**What this task involves:** Present the data once more in exactly its original form.

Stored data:
"""

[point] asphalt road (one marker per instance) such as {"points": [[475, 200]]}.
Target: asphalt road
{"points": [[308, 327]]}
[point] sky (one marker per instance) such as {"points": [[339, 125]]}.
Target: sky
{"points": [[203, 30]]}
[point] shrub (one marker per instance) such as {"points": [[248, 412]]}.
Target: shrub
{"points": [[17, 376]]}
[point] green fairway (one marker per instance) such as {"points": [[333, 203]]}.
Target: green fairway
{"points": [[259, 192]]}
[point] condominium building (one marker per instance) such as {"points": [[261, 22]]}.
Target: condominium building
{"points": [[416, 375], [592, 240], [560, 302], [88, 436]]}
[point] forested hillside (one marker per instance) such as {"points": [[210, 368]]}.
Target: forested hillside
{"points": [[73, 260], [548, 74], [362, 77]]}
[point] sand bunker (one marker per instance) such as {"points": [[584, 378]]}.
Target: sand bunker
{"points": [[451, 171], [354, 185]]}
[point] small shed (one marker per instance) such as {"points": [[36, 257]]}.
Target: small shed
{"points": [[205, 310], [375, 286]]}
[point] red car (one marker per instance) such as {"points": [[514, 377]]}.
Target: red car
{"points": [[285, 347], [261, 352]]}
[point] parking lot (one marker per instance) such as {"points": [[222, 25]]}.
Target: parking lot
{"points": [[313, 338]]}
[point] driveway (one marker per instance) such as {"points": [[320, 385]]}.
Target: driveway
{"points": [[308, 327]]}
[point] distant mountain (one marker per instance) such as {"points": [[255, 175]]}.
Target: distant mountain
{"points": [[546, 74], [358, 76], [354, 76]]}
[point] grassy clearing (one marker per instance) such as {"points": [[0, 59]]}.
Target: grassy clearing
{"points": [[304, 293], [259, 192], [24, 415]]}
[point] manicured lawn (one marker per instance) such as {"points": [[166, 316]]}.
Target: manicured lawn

"""

**In response:**
[point] asphalt road (one marker per instance) such as {"points": [[475, 200]]}.
Target: asphalt road
{"points": [[308, 327]]}
[point] sky (one marker per instance) such as {"points": [[339, 125]]}.
Target: sky
{"points": [[203, 30]]}
[point] shrub (one marker per instance) such as {"points": [[248, 412]]}.
Target: shrub
{"points": [[17, 376]]}
[point] green fairway (one marker per instance) such as {"points": [[333, 203]]}.
Target: green fairway
{"points": [[259, 192]]}
[point] condominium building (one marker per instance) such as {"points": [[261, 22]]}.
Target: condominium building
{"points": [[416, 375], [592, 240], [560, 302], [88, 436]]}
[point] forested hillside (one marker per instance) such as {"points": [[210, 368]]}.
Target: forested hillside
{"points": [[73, 260], [548, 74], [362, 77]]}
[point] sand bunker (one marker per instance) such as {"points": [[584, 378]]}.
Target: sand bunker
{"points": [[451, 171], [354, 185]]}
[point] small shed (one marker per instance) such as {"points": [[36, 257]]}.
Target: small shed
{"points": [[205, 310], [375, 286]]}
[point] red car (one marker per instance) such as {"points": [[514, 377]]}.
Target: red car
{"points": [[285, 347], [261, 352]]}
[point] parking lot (one marker per instance) such as {"points": [[222, 25]]}.
Target: parking lot
{"points": [[313, 338]]}
[point] driveway (one marker per instance) such as {"points": [[320, 385]]}.
Target: driveway
{"points": [[308, 327]]}
[point] distant mountain (one marker per instance) such as {"points": [[255, 175]]}.
Target: distant mountain
{"points": [[546, 74], [358, 76], [354, 76]]}
[point] grassy clearing (one marker per instance) such as {"points": [[0, 59]]}.
Target: grassy clearing
{"points": [[304, 293], [259, 192], [24, 415]]}
[point] manicured lawn (one marker per instance) such as {"points": [[166, 316]]}.
Target: manicured lawn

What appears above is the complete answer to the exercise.